=== Text excerpt ===
· · · · ·

My position is clear: there is work to be done to develop specific measures for those who are most deprived or who are on prepayment meters. There is also a case to be made for a derogation in our remote areas, which is something that Ofgem has previously considered.

Citizens Advice points out that households that are able to afford solar and battery storage systems can reduce their energy use and their overall unit cost. If there were no standing charges, which the SNP demands, those households could avoid paying their fair share of network upkeep.

The bottom line is that this is not the black-and-white issue that the SNP wants to portray it as. No doubt, the SNP thought that scrapping standing charges would be an easy way to pick a fight with the UK Government, but it is a simplistic policy that risks harming the very people in society who need the most help. If the SNP cares about lowering Scottish household bills, it should abandon its ill-considered policy and bring forward cogent, cohesive and researched motions.


Evelyn Tweed (Stirling) (SNP)

I thank Gordon MacDonald for bringing such an important debate to the chamber. It is a shocking statistic, but a third of households in Scotland are living in fuel poverty. It is a grim reality that many people are going without heating in order to save money and to eat. Meanwhile, British Gas has seen a profit explosion, raking in £751 million last year, which equates to £85,000 an hour. That profit is being made at the expense of our citizens.

Customers who use less energy see a greater proportionate impact of standing charges on their bills, and those charges are having a real detrimental effect on those who ration their energy use. Forth Housing Association, in my constituency, contacted me to highlight how that is affecting its tenants. Some of the households—like many others—did not use gas for most of the year, but, when sub-zero temperatures led them to turn on their heating, they found that they were already in debt. Standing charges that they had not known about had built up through the milder months.

Because of that accumulation of debt, the landlord was unable to carry out important gas safety inspections, which led to meters having to be capped. Let me show what that means in reality. Gas prepayment meter standing charges are around 40p a day. If the gas is not used for nine months of the year, that adds up to around £108. A payment of £45 is then required to uncap the meter, which means that the household needs to find £150 just to turn on the heating. The situation is ludicrous.

Forth Housing Association was fortunate enough to find funding through the fuel insecurity fund to uncap and top up meters. The Scottish Government home heating support fund was also used to pay off debts. However, that solution is not sustainable. Although the debt is now cleared, the tenants were left with no heating during the coldest period of the year, which is completely unacceptable. It is even more worrying that Forth Housing Association has told me that we are going to find ourselves in exactly the same situation next winter.

· · · · ·

Photo-based referring expression data
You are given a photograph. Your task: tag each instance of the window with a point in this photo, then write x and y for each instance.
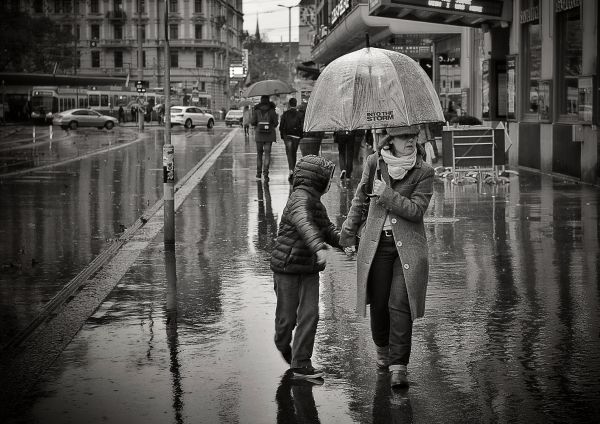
(95, 31)
(569, 61)
(532, 43)
(173, 31)
(118, 59)
(95, 59)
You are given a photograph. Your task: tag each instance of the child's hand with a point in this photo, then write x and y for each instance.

· · · · ·

=== Check your understanding ===
(A) Write out the passage of the standing charges debate, everything from "My position is" down to "of network upkeep.".
(B) Continue the debate on energy standing charges from where it stops.

=== Exercise results ===
(A)
My position is clear: there is work to be done to develop specific measures for those who are most deprived or who are on prepayment meters. There is also a case to be made for a derogation in our remote areas, which is something that Ofgem has previously considered.

Citizens Advice points out that households that are able to afford solar and battery storage systems can reduce their energy use and their overall unit cost. If there were no standing charges, which the SNP demands, those households could avoid paying their fair share of network upkeep.

(B)
We have already heard about the disproportionate sums that Scots are paying in standing charges. We also have a disproportionate number of households on prepayment meters compared with the rest of the UK. Described as the poverty premium, prepayment meters are one of the ways in which those who have the least end up paying the most for essential goods and services. That is wrong on so many levels, especially during a cost of living crisis, when so many people are struggling financially.

Historically, energy costs more when it is paid per unit than when it is paid by direct debit. The energy price guarantee is currently subsidising the cost of energy for those who are on prepayment meters, but that support will expire at the end of March, and bigger and longer-term changes are needed. However, careful thought must go into that. Although those who ration their energy use might benefit from a change to volumetric standing charges, Ofgem has said that vulnerable people with high energy use would see an enormous detrimental impact. That could include those who require medical equipment and those who live in poorly insulated houses.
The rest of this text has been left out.